For ASEAN, the task at hand is to translate these commitments into concrete actions including through the development of a post-pandemic recovery plan, as called for by leaders at the Special ASEAN Summit on COVID-19 on April 14. Such plans will need to address the steps needed to reopen the economy and society, recover from both the health and economic crises and work toward long-term resilience and competitiveness.
The early stages of reopening would be critical. Information sharing and coordination is imperative to ensure that efforts to resume economic and social activities are coordinated with health and safety protocols in place. This is also where regional coordination can add value given the level of integration in ASEAN and the possibility to better coordinate on border management, such as gradual easing to allow movement of people.
For the recovery stage, those hardest hit may need extra help, such as micro, small and medium enterprises, workers who have lost their jobs and those in the most affected sectors such as travel, tourism and hospitality.
On the demand side, it is important to restore business and consumer confidence as swiftly as possible.
The need for broad stimulus measures will continue, and this may be more difficult for economies with limited fiscal space. To this end, support from multilateral and regional development banks, as well as domestic financial institutions to ensure liquidity in the financial markets, will help shoulder the burden.
Over the longer term, much work will need to be done on strengthening the health systems, social protection and insurance, digital infrastructure — both hard and soft, and a rethinking of how we have valued our essential sectors and workers thus far.
As a consequence of physical and social distancing, the pandemic has, in turn, accelerated the adoption of technologies into all aspects of our lives, offsetting — at least partially — the productivity loss from travel and movement restrictions.

| Records |

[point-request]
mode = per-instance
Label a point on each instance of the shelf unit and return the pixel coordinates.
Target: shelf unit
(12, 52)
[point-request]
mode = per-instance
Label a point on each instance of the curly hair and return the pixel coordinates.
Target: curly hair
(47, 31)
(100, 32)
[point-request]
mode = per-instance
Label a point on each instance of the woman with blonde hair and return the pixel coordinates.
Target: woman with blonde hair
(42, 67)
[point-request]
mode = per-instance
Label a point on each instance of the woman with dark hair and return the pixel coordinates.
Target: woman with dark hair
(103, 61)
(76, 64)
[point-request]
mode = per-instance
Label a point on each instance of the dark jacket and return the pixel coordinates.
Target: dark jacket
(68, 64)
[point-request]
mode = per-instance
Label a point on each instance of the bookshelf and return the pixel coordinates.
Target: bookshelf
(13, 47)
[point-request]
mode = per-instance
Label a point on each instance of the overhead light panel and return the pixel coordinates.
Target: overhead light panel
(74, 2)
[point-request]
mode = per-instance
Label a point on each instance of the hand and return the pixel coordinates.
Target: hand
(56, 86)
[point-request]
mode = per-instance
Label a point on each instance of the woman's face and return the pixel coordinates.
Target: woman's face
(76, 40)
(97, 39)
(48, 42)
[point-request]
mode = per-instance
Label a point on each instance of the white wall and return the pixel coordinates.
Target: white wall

--

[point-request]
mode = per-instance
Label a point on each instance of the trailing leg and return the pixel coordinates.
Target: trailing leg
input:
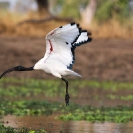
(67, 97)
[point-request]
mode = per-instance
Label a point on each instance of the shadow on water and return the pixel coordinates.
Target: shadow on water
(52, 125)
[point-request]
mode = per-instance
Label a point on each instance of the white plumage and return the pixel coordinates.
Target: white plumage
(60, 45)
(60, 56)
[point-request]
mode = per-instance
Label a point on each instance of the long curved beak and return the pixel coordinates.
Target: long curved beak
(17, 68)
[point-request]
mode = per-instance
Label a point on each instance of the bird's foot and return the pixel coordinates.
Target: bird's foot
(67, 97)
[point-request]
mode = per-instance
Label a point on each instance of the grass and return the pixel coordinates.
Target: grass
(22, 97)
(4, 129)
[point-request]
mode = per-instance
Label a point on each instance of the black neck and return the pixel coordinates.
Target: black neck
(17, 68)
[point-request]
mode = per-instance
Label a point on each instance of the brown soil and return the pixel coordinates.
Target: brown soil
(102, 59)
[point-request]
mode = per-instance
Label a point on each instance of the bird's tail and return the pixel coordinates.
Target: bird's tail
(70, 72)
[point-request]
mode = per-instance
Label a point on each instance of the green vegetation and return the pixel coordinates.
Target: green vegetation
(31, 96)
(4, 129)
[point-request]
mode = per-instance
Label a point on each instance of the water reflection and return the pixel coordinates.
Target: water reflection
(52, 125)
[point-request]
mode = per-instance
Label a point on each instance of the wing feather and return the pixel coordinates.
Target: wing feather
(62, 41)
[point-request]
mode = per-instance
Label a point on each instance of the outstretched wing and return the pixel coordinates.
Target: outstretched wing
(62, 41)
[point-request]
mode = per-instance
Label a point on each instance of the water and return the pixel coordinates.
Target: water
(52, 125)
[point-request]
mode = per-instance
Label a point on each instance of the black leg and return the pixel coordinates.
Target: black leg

| Work task 1 |
Answer these about the excerpt on ASEAN's post-pandemic recovery:
(a) On what date was the Special ASEAN Summit on COVID-19 held?
(b) Which sectors does the excerpt name as among the most affected?
(c) According to the excerpt, what has physical and social distancing caused the pandemic to speed up?
| Work task 2 |
Continue the excerpt on ASEAN's post-pandemic recovery from where it stops.

| Exercise output 1 |
(a) April 14.
(b) Travel, tourism and hospitality.
(c) The adoption of technologies into all aspects of our lives.

| Exercise output 2 |
Digital technologies will continue to play an important role in the recovery process and beyond. Nevertheless, we have seen that digital technologies can augment but not replace human and social interactions. The continuing use of digital technologies further underscores the urgency to address the digital divide across and within ASEAN member states, in terms of infrastructure, skills, or rules and regulations. At the same time, this raises the imperative of addressing the concerns of data owners and technology users over privacy, security and ethics.
In sum, the pandemic has brought two things into realization. First, that effectiveness shall not be pursued at the expense of resilience and sustainability. Second, in an interconnected world, a global crisis requires global cooperation.
Tackling the pandemic and its socioeconomic impact demands solidarity and action at all levels. The global and regional community will need to work together; and not just governments, but also the private sector, research communities and civil societies.
This is the time to strengthen multilateral cooperation by proactively working on the necessary reform and leveraging global expertise and mechanisms as appropriate in the recovery efforts while placing our people and their well-being at the core. To this, ASEAN has much to offer.